A small ball rolls horizontally off the edge of a tabletop that is \(1.20 \mathrm{~m}\) high. It strikes the floor at a point \(1.52 \mathrm{~m}\) horizontally from the table edge. (a) How long is the ball in the air? (b) What is its speed at the instant it leaves the table?

Short Answer

Expert verified
(a) 0.494 seconds; (b) 3.08 m/s.

Step by step solution

01

Determine the time in the air using vertical motion

Use the equation for vertical motion, assuming initial vertical velocity is zero. The equation is \[ h = \frac{1}{2} g t^2 \]where \( h = 1.20 \mathrm{~m} \) is the height, and \( g = 9.81 \mathrm{~m/s^2} \) is the acceleration due to gravity. Solve for \( t \). \[ t^2 = \frac{2h}{g} = \frac{2 \times 1.20}{9.81} \approx 0.244 \] \[ t = \sqrt{0.244} \approx 0.494 \text{ seconds} \] Thus, the ball is in the air for approximately 0.494 seconds.

WHAT IS ASKED:
#1 In the tabletop problem, what value does the solution use for the acceleration due to gravity?
#2 Give the stretch of the tabletop problem from "Short Answer" through "approximately 0.494 seconds." again, switching "height" to "vertical drop".

STORED DATA:
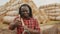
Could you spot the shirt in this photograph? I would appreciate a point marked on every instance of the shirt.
(30, 23)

TASK RESPONSES:
#1 9.81 m/s²

#2
Short Answer

Expert verified
(a) 0.494 seconds; (b) 3.08 m/s.

Step by step solution

01

Determine the time in the air using vertical motion

Use the equation for vertical motion, assuming initial vertical velocity is zero. The equation is \[ h = \frac{1}{2} g t^2 \]where \( h = 1.20 \mathrm{~m} \) is the vertical drop, and \( g = 9.81 \mathrm{~m/s^2} \) is the acceleration due to gravity. Solve for \( t \). \[ t^2 = \frac{2h}{g} = \frac{2 \times 1.20}{9.81} \approx 0.244 \] \[ t = \sqrt{0.244} \approx 0.494 \text{ seconds} \] Thus, the ball is in the air for approximately 0.494 seconds.